## Records from a data collection
━━━
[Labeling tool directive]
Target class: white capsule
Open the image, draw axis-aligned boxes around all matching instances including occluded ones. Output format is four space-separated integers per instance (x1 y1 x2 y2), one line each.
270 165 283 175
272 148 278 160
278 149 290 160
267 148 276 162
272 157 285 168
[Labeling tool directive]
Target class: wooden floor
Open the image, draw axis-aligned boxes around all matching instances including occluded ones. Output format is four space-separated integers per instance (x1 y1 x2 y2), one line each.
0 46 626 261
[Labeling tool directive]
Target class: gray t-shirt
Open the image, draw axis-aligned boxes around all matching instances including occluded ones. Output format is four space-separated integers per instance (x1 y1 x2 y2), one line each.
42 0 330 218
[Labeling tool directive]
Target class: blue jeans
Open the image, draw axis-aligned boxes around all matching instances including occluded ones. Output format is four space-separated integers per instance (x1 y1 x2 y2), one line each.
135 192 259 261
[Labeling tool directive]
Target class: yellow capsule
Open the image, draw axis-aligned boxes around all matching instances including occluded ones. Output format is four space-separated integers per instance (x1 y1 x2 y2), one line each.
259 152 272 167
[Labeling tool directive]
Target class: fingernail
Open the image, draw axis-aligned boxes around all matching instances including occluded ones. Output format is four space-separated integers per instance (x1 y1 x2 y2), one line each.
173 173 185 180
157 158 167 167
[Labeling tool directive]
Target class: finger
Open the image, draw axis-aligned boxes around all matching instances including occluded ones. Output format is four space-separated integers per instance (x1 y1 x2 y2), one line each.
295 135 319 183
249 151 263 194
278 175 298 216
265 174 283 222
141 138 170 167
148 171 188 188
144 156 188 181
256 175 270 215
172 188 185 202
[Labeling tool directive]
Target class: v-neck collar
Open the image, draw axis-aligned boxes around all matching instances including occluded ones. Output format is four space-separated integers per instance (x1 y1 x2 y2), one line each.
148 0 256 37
━━━
## WORK REQUIRED
Copy the entire listing above word for word, keeping every line in its original order.

## ANSWER TO THIS PROBLEM
[Labeling tool directive]
Target class: white capsule
Open the image, draw axis-aligned boxes around all matching instances including occluded ones. Output format is four space-separated integers per instance (x1 y1 x2 y2), one line each.
270 165 283 175
272 148 278 160
278 149 290 160
267 148 276 162
272 157 285 168
[Labeling tool directive]
Target class: wooden floor
Open the image, draw axis-aligned boxes around all matching instances including occluded ones. Output format is four space-separated integers per instance (x1 y1 x2 y2), one line each.
0 46 626 261
[Labeling tool directive]
Target class: gray t-shirt
Open the image, draw axis-aligned boxes around all matching instances including occluded ones. Output format is four space-separated integers per instance (x1 y1 x2 y2), one line each.
42 0 330 218
[Labeling tool directive]
Target class: blue jeans
Open the image, draw axis-aligned boxes around all matching instances including occluded ones. Output format is four space-separated integers per instance (x1 y1 x2 y2), one line each.
135 192 259 261
[Labeling tool directive]
Target class: yellow capsule
Open the image, draw axis-aligned boxes around all matching instances including occluded ones. Output format is four space-separated integers per instance (x1 y1 x2 y2), one line each.
259 152 272 167
[Labeling tool directive]
Target class: fingernail
Open the image, draw axis-aligned boxes around all matching instances including occluded ones. Output format is four space-separated integers per instance (x1 y1 x2 y2), one line each.
173 173 185 180
157 158 167 167
[Labeling tool directive]
Target class: finger
Open the image, draw axis-aligned boxes around all matching instances including occluded ones. Output format is four space-separated integers per instance (x1 y1 x2 y2), one line each.
295 135 319 183
249 151 263 194
278 175 298 216
265 174 283 222
141 138 170 167
148 171 188 188
144 156 188 181
256 175 270 215
172 188 185 202
[Labeling tool directive]
Target class: v-neck collar
Open the image, draw axis-aligned boxes around all matching instances including occluded ones. Output format is four space-separated integers per instance (x1 y1 x2 y2), one line each.
148 0 256 37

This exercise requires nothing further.